PASSAGE:

Pre-covid times article on cineworld from 10th Jan 202026 Aug 2020 17:51
Everyone loves a good blockbuster — a Star Wars or Marvel epic that wipes away our daily worries. The challenge for Cineworld is that not everyone wants to watch it in a cinema.
What to do about the rise of streaming services such as those offered by Netflix and Amazon is one of the big questions being asked of the traditional operators of the world’s commercial movie screens.
The answer that Cineworld and its like give is that if they make cinema-going an experience to savour — with good food and drink alongside a chosen film — then the whole episode becomes viable, and more profitable. In short, there should be room for both the new and the old.
A more specific problem for Cineworld, which has chosen to further counter the threat of the streamers by bulking up through acquisitions, is the level of its debts, getting on for a worrying four times profits before tax and other items after its most recent deal to buy Cineplex of Canada.
It is scepticism on both of these two counts that has prompted hedge funds to place large bets against Cineworld’s share price. The group is among the most shorted companies on the stock market, with positions against it accounting for about 14.2 per cent of its market value, according to Short Tracker.
Cineworld began as a single outlet in Stevenage in 1995 and listed on the stock market in 2007. It has grown to become the world’s second-largest cinema operator, behind AMC Theatres, operating 9,494 screens across 786 sites in ten countries. It also owns the Picturehouse chain in the UK.

Records from a collection:

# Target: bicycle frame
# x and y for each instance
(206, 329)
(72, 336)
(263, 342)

EXERCISES TO COMPLETE:
**a)** In the Cineworld article, what year did Cineworld list on the stock market?
**b)** Continue the Cineworld article from its last sentence.
The records are not needed here.

ANSWERS TO EACH TASK:
**a)** 2007

**b)**
Central to its latter-day strategy are Moshe and Israel Greidinger, two brothers who joined in 2014 when Cineworld took over Cinema City, which they owned. Moshe, 67, is chief executive and Israel, 58, is his deputy and together they own 28 per cent of the company’s shares.
Their decisions have certainly been bold. In late 2017 they spent £2.7 billion buying Regal, America’s second-largest cinema chain, taking on a further $2.2 billion in debts and paying for some of it through a £1.7 billion rights issue.
Many of Regal’s 561 sites were in need of an upgrade, meaning that as well as servicing its debts, Cineworld has had to lay out hundreds of millions in investment. Then, last month, the brothers again took shareholders by surprise, agreeing to buy Cineplex for about £1.6 billion, including debts. The chain, which has 165 cinemas and 1,695 screens is not in need of a Regal-style makeover, but the takeover took Cineworld’s net debts excluding leases to an eye-watering $5.7 billion.
That’s not to knock the acquisition per se, which doesn’t look expensive, has plenty of scope for savings — roughly $130 million a year by the end of 2021 — and is immediately beneficial to Cineworld’s earnings.